- Questions to answer -
A – Set down the passage from the testicular cancer chemotherapy abstract starting at "Methods — The" and ending at "start of chemotherapy.".
B – List every individual chemotherapy drug named in the testicular cancer chemotherapy abstract.
C – Write what comes next in the testicular cancer chemotherapy abstract, picking up after its final sentence.

Introduction — Maintenance of chemotherapy dose intensity is a cornerstone of management in testicular germ cell tumors. We describe chemotherapy delivery and outcomes of patients in routine practice.

Methods — The Ontario Cancer Registry was linked to electronic records of treatment to identify patients diagnosed with testicular cancer treated with orchiectomy and chemotherapy from 2005 to 2010. We describe chemotherapy delivery and dose intensity. Overall survival was measured from the start of chemotherapy.

Results — During the study period, 552 new cases of testicular cancer were treated with orchiectomy and chemotherapy; drug/regimen details were available for 475 (86%) cases. The study population included 324 patients with nonseminoma and 151 with seminoma. The majority of patients were treated with bleomycin, etoposide, and cisplatin (BEP) (83%, 394/475) or etoposide and cisplatin (EP) (6%, 30/475); 89% (379/424) received 3 to 4 cycles of treatment. Thirty two percent of all BEP patients (125/394) had at least 1 dose omission of bleomycin; this rate increased to 51% of patients treated with BEP × 4. Eight percent (33/397) of evaluable BEP/EP patients had a dose reduction/omission of cisplatin and 21% (82/397) had a dose delay of >6 days. Among the BEP/EP cases, 44% (174/397) had reduced chemotherapy dose intensity. Five-year overall survival for all cases was 95%.

- Records -
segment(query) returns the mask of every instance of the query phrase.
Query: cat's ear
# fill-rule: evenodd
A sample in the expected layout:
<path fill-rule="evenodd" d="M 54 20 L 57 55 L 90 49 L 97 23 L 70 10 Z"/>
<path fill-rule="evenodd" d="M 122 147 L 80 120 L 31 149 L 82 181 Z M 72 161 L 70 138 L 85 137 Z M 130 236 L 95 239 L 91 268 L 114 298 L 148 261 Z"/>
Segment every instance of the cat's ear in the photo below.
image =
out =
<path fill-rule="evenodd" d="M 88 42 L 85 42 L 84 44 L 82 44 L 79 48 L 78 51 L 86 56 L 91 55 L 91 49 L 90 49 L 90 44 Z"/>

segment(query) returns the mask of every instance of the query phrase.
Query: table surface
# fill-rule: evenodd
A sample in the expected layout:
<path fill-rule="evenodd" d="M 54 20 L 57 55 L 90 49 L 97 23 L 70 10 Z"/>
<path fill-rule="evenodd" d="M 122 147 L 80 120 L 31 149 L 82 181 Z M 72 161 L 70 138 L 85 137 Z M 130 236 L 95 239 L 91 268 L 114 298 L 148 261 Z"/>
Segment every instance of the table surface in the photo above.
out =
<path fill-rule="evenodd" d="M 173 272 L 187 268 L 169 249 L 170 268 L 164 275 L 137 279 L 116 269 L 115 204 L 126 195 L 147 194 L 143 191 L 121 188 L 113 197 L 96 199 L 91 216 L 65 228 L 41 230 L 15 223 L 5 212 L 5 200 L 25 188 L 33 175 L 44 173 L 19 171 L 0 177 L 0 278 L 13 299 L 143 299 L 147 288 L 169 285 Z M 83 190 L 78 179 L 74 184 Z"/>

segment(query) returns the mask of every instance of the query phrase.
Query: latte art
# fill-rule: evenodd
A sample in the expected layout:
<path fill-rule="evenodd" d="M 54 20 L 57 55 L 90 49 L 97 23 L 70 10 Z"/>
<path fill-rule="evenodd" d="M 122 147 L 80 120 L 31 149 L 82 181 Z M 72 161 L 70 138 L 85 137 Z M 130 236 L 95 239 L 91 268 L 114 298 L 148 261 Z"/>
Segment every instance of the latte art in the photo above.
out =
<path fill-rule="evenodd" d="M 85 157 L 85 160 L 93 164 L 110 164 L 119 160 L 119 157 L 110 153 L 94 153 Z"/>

- Answers to the exercise -
A –
Methods — The Ontario Cancer Registry was linked to electronic records of treatment to identify patients diagnosed with testicular cancer treated with orchiectomy and chemotherapy from 2005 to 2010. We describe chemotherapy delivery and dose intensity. Overall survival was measured from the start of chemotherapy.

B – bleomycin, etoposide, cisplatin

C –
Conclusions — Almost half of patients treated with BEP/EP chemotherapy in routine practice have some form of reduced chemotherapy delivery. Despite this, long-term survival in the general population is very high. Further studies are required to understand the extent to which dose delivery might influence outcomes.



Karim S, Wei X, Leveridge MJ, Siemens DR, Robinson AG, Bedard PL, Booth CM. Urol Oncol. 2019; 37(3):183.e17-24. Epub 2018 Nov 23.